Dataset records on where objects are located
● ● ● ● ● ● ●
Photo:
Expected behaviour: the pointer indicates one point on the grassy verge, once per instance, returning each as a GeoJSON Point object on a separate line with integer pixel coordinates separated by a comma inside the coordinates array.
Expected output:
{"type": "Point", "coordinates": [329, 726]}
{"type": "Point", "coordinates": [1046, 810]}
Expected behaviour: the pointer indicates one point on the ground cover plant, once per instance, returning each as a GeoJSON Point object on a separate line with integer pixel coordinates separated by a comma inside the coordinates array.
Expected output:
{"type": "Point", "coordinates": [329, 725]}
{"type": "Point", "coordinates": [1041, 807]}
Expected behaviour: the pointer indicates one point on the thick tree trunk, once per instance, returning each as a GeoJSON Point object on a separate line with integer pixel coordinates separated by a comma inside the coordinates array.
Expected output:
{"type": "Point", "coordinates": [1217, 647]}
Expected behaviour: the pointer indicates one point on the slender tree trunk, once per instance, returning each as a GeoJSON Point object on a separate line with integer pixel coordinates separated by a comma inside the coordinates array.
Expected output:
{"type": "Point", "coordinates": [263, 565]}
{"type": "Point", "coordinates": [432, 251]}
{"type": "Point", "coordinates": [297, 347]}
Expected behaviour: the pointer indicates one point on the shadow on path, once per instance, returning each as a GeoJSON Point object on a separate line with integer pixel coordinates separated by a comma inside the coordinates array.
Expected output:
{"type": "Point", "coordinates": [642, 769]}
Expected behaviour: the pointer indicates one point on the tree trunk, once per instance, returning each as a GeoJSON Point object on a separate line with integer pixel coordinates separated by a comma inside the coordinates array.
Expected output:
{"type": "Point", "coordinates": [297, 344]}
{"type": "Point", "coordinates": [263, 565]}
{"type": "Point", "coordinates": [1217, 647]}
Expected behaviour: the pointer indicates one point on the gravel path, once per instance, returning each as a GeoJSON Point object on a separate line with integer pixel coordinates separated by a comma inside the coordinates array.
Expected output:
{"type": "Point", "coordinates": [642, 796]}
● ● ● ● ● ● ●
Starting at the line that contains "on the gravel" and continuing through the last line of the records, give those lines as a JSON list of strings, one string per line and no blank lines.

THE ANSWER
[
  "Expected behaviour: the pointer indicates one point on the gravel path, once per instance, returning each as a GeoJSON Point object on a separate line with integer pixel coordinates separated by a comma inside the coordinates array.",
  "Expected output:",
  "{\"type\": \"Point\", \"coordinates\": [642, 796]}"
]